## Exercise directions
Could you copy out the listing below word for word, leaving out the pictures?

## Provided data
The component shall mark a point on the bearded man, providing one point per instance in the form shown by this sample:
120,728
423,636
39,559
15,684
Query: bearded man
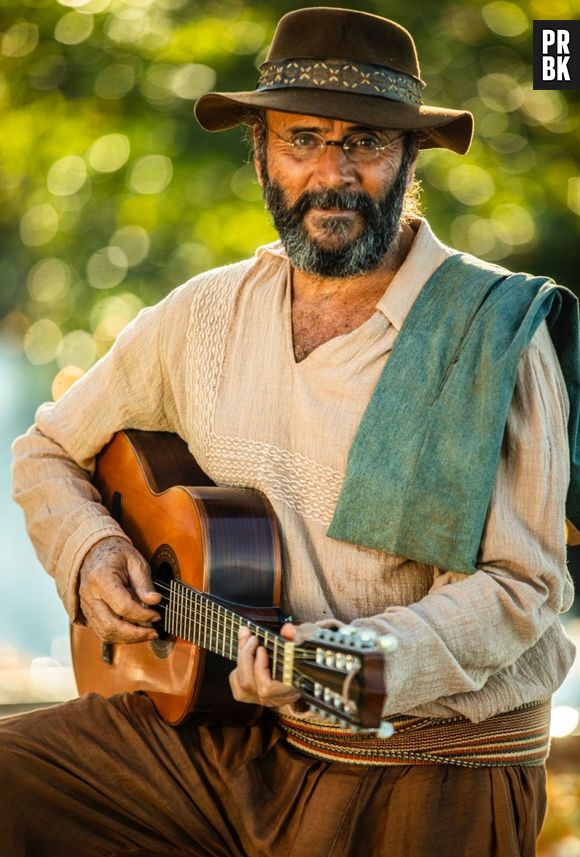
413,423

## Finished exercise
The component shall mark a point on the bearded man, providing one point per instance in the form shown by this sample:
120,728
423,636
39,559
15,684
Query: bearded man
413,423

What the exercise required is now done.